* **Problem to work on**: Exactly reproduce the lines from the line that has "Note: in this drill the class marks the man in this" down to the last line of the entries, inclusive.

* **Records for the exercise**:
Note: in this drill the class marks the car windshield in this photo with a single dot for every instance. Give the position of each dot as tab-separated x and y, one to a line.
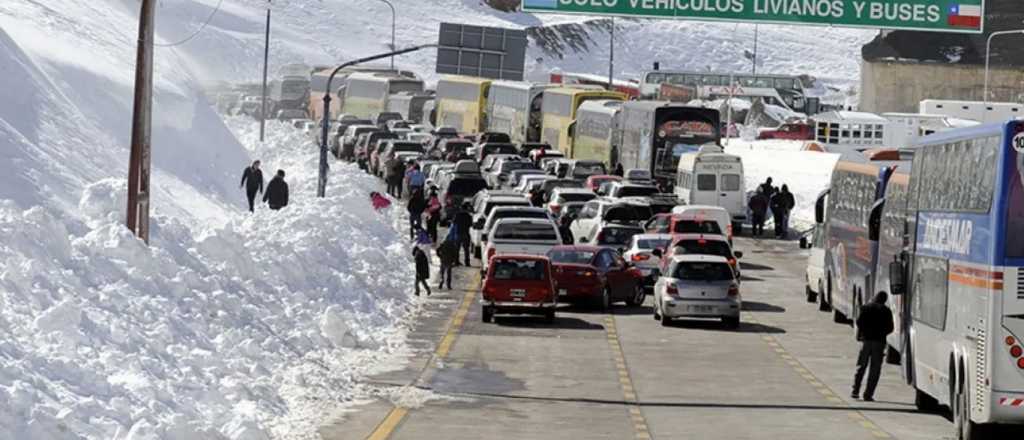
616	235
534	231
530	270
704	247
567	256
702	271
650	244
637	191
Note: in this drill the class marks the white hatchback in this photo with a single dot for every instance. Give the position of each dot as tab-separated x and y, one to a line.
698	286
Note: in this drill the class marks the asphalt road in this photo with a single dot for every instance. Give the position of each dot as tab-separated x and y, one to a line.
784	374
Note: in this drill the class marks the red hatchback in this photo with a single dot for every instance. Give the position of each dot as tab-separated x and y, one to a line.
595	274
519	284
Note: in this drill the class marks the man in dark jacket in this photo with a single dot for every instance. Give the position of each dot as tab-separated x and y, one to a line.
252	179
422	269
759	212
464	220
276	191
873	324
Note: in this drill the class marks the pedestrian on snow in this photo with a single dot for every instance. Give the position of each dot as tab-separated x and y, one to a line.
433	213
252	179
788	203
422	269
416	206
873	324
464	220
379	201
448	252
276	191
768	189
759	212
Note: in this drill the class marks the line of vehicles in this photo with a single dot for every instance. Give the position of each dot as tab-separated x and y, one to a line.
939	226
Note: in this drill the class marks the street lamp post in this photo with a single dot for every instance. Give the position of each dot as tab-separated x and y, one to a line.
988	51
388	3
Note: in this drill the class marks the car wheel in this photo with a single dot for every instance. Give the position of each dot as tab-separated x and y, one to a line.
487	314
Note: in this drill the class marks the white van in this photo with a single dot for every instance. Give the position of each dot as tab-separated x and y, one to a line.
712	177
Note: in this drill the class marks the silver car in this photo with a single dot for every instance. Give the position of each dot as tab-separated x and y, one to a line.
697	286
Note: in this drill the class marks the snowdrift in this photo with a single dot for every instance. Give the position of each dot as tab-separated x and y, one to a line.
229	325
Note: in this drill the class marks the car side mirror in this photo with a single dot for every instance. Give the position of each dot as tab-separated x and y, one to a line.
897	278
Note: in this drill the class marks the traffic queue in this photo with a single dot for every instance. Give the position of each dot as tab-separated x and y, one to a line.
551	230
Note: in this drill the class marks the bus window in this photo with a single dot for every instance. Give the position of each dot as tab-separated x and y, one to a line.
707	182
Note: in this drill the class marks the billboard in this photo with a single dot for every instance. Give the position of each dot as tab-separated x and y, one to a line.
935	15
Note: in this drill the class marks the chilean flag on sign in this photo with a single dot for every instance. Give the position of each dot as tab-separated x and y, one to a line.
965	15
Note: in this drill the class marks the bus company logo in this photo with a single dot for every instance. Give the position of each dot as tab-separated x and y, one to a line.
952	235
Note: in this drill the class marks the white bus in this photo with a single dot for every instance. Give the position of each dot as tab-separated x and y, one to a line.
709	176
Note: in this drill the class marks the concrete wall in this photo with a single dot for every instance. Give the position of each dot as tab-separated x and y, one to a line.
893	86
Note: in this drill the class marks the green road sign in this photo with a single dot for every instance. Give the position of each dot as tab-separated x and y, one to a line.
935	15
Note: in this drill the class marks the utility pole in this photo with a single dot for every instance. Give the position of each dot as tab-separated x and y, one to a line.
266	56
138	162
611	56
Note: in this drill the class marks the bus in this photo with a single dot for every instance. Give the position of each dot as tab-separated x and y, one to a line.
593	132
851	253
783	90
461	103
652	135
514	107
367	93
960	272
559	110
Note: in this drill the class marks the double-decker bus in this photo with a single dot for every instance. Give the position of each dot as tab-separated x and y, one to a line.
961	274
514	107
559	111
367	94
461	103
594	130
652	135
782	90
851	252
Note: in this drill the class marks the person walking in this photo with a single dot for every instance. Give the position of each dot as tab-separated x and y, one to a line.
448	252
873	324
422	269
276	191
759	212
416	206
252	180
464	220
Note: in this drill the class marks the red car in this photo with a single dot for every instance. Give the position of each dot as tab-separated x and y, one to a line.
519	284
594	182
594	274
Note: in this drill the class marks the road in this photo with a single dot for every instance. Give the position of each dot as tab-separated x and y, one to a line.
784	374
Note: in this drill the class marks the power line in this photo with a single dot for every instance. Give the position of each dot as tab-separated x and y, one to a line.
198	32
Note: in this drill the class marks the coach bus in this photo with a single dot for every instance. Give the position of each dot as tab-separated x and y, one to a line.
782	90
652	135
594	130
961	272
461	103
514	107
367	93
559	110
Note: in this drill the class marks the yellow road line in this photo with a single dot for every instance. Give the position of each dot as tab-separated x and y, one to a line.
394	418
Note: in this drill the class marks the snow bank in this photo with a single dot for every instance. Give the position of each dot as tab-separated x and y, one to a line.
807	173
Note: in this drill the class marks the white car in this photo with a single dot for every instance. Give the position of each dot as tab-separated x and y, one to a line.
815	273
521	236
697	286
641	252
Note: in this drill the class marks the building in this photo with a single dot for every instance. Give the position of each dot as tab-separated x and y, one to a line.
900	69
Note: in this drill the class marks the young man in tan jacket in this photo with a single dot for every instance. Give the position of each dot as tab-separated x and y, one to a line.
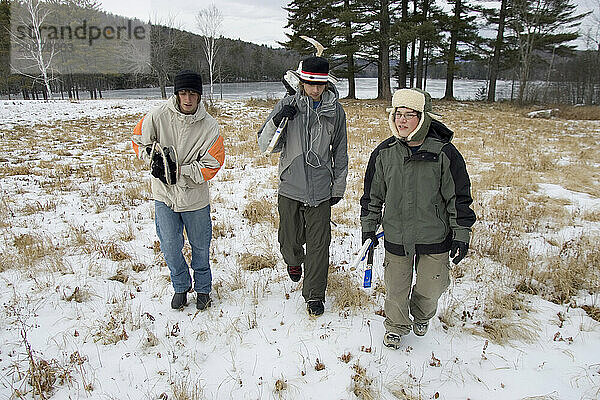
185	150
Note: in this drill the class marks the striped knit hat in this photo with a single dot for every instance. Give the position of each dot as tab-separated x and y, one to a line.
314	71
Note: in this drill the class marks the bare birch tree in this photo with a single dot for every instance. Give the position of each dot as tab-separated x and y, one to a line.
208	21
33	53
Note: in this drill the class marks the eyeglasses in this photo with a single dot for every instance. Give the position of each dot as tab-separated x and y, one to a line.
407	116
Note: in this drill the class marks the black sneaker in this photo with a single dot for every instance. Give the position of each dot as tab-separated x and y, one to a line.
420	329
315	307
392	340
203	301
295	273
179	300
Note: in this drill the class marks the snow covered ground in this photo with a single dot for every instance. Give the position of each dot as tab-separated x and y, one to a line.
85	305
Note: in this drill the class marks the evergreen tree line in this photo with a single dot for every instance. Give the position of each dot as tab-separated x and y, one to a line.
408	41
171	50
518	40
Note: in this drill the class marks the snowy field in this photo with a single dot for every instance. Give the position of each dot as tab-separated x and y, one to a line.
85	306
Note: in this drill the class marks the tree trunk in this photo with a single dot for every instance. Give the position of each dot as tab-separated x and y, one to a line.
350	56
402	61
451	66
162	82
384	91
495	65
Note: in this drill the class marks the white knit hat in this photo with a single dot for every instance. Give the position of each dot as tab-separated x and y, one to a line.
417	100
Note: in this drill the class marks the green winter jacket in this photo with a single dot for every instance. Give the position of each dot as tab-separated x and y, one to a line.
427	195
313	164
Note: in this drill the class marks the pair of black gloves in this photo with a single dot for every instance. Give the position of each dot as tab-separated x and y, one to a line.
458	249
157	165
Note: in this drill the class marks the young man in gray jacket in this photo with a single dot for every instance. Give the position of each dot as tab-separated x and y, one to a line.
182	126
417	187
313	166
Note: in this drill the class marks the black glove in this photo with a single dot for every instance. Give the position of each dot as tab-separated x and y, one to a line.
286	111
157	167
372	236
462	249
171	163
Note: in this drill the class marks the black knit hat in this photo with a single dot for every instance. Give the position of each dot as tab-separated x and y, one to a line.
315	71
188	80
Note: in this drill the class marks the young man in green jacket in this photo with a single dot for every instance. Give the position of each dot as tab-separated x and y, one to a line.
313	166
422	180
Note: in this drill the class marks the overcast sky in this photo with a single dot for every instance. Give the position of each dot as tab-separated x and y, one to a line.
256	21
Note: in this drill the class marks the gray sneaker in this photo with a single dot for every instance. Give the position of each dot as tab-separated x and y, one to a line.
420	329
392	340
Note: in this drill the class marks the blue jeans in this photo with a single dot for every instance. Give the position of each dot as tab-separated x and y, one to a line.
169	228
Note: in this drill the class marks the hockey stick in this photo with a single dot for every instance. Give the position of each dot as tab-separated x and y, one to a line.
366	251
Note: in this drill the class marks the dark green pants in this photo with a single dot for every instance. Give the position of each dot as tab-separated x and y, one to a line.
300	224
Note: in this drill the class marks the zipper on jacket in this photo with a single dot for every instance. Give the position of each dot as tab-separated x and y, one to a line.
437	213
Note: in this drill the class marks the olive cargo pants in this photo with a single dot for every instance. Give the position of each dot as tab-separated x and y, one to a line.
400	302
301	224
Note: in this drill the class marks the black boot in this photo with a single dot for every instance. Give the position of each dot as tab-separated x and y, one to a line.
315	307
295	273
203	301
179	300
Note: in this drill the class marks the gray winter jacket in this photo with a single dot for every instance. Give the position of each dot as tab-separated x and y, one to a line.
313	164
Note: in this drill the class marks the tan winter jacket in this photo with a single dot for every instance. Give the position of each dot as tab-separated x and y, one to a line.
199	149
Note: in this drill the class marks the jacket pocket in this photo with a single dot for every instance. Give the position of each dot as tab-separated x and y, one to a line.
442	221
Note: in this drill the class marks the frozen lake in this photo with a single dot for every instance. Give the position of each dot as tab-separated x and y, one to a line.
366	88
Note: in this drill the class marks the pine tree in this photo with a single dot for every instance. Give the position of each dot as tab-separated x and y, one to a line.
541	26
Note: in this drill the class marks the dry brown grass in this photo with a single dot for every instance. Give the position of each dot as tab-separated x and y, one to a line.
256	262
260	211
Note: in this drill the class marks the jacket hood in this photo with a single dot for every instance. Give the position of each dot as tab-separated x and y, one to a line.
440	131
198	115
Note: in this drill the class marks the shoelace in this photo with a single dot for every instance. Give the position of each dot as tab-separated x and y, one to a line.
295	270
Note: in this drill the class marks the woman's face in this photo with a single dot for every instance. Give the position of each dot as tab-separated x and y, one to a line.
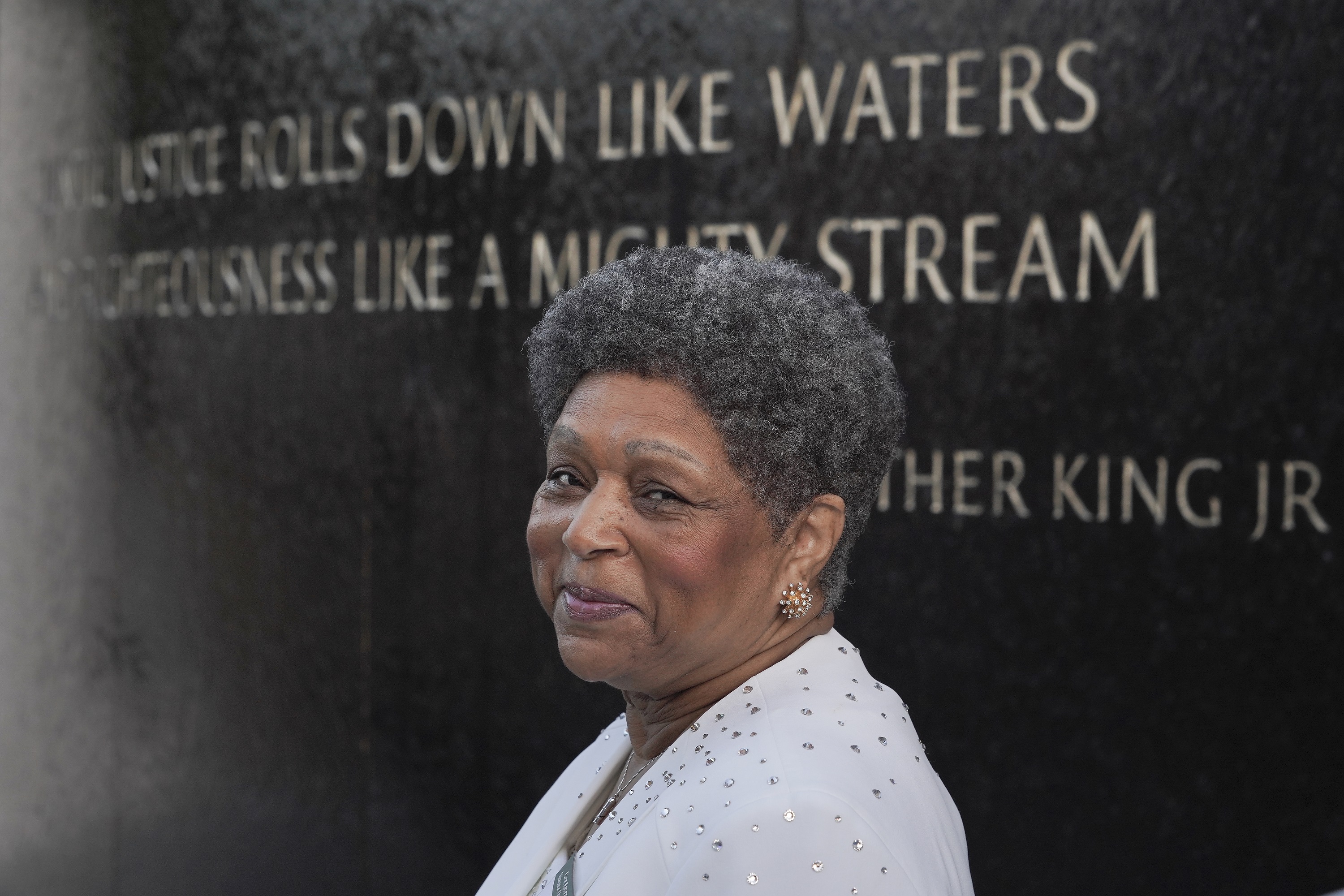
654	560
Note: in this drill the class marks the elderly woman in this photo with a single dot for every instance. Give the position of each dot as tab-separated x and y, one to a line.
717	432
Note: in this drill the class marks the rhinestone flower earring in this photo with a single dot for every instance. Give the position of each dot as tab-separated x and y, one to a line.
797	599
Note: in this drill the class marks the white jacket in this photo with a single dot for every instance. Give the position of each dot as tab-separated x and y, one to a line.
807	780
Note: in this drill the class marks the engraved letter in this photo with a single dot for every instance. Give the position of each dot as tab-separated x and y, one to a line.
1090	236
956	93
875	228
961	482
551	128
710	111
834	260
926	264
490	275
664	116
1008	487
253	172
804	89
281	178
437	163
1023	93
1064	489
914	127
556	276
861	108
933	480
1078	86
605	151
1292	499
971	257
1131	478
397	164
495	127
1215	507
1038	240
354	143
436	272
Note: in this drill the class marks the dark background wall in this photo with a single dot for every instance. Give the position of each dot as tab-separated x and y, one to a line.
268	617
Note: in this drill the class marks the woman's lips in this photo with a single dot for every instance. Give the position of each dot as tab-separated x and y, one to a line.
593	603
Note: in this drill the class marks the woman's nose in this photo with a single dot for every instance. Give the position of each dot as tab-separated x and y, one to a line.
596	527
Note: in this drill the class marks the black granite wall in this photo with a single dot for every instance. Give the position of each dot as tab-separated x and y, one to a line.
308	629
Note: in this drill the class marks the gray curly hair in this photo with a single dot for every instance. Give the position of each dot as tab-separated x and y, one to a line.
797	382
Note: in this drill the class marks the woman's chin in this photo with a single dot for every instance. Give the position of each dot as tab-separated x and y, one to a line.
593	659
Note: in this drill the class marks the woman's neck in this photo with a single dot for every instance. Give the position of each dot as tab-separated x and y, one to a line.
655	723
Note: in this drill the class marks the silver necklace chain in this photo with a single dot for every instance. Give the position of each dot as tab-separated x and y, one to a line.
621	785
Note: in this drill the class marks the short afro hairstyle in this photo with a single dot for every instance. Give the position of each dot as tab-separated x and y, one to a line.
796	379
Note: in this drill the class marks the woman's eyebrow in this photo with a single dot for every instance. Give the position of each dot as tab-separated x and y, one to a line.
652	445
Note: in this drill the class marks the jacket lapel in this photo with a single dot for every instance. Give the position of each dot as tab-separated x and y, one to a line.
557	814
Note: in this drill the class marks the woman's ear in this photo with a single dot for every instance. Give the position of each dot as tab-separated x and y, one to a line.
816	535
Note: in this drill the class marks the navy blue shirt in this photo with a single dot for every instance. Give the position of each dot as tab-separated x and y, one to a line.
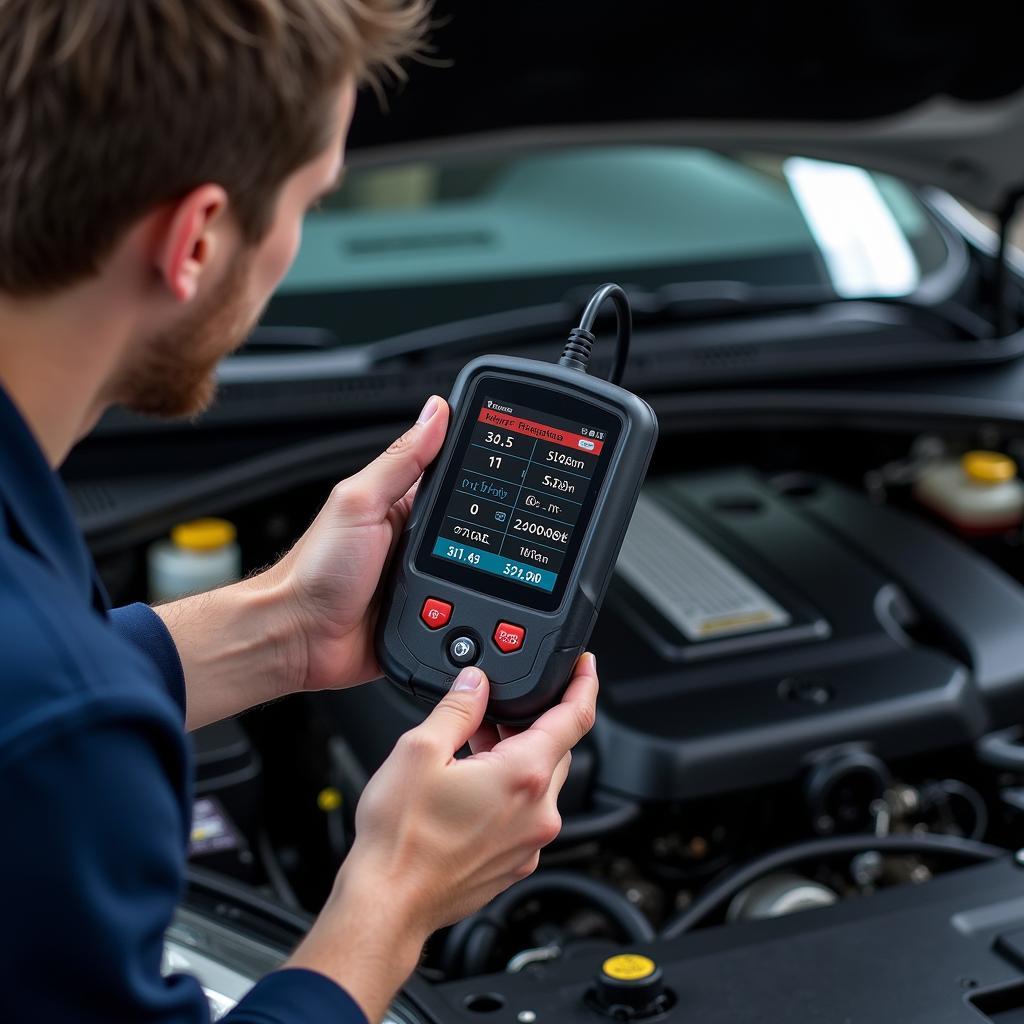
95	798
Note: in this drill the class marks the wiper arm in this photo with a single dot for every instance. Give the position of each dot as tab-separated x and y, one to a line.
479	334
677	303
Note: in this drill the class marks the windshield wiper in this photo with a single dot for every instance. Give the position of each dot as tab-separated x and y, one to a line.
679	303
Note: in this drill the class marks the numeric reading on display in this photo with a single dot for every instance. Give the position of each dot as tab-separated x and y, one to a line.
517	496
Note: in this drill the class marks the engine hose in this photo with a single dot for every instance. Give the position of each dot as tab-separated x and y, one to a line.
609	814
470	943
834	846
1003	750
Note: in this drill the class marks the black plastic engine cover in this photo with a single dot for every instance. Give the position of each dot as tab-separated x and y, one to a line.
937	953
900	638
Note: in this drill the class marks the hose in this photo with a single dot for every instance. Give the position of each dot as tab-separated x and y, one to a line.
1003	750
470	943
834	846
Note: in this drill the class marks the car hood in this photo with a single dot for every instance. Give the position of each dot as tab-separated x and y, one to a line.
934	96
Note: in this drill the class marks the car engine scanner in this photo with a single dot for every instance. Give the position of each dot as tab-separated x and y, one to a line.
517	524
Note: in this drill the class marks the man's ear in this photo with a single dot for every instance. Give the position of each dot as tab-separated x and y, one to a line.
186	243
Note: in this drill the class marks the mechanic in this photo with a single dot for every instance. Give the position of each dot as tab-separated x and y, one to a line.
156	162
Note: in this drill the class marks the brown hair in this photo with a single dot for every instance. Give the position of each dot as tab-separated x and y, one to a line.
109	108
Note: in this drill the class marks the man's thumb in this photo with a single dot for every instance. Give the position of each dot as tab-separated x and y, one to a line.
459	715
390	475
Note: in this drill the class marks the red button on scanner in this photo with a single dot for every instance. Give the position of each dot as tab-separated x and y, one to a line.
509	637
435	612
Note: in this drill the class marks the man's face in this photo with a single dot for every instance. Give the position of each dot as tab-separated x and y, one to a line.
174	371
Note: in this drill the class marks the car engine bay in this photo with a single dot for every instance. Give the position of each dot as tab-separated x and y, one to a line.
811	701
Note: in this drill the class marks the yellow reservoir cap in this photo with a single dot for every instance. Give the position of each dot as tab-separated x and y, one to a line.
329	799
629	967
988	467
203	535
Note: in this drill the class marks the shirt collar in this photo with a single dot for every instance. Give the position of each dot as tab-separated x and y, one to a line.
33	496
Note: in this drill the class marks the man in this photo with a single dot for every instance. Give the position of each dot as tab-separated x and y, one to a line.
156	161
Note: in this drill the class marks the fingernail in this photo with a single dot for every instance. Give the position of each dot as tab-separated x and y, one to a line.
428	410
468	679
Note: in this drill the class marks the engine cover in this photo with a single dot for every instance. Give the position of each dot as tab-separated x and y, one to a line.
753	625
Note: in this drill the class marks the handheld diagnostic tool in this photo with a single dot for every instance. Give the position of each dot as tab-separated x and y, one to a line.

* **Result for this exercise**:
Note: in this drill the class marks the man in this photo with a single dot for every instance. Give the position of each dot as tab-separated x and y, one to a line.
156	161
Note: in this drill the class marks the fingernail in this photo with a single dot for every instance. Give the position of each dot as tab-separated x and y, one to a line.
428	410
468	679
Note: in this drill the class marks the engine cover in this photo with a single dot for every instance. Give the position of each dot as tab-separated x and y, one to a line.
753	625
Note: in this drill the class marks the handheld diagnostic tool in this photo with a single dot for every instance. Give the position of each dot as tab-separated x and y, one to a line.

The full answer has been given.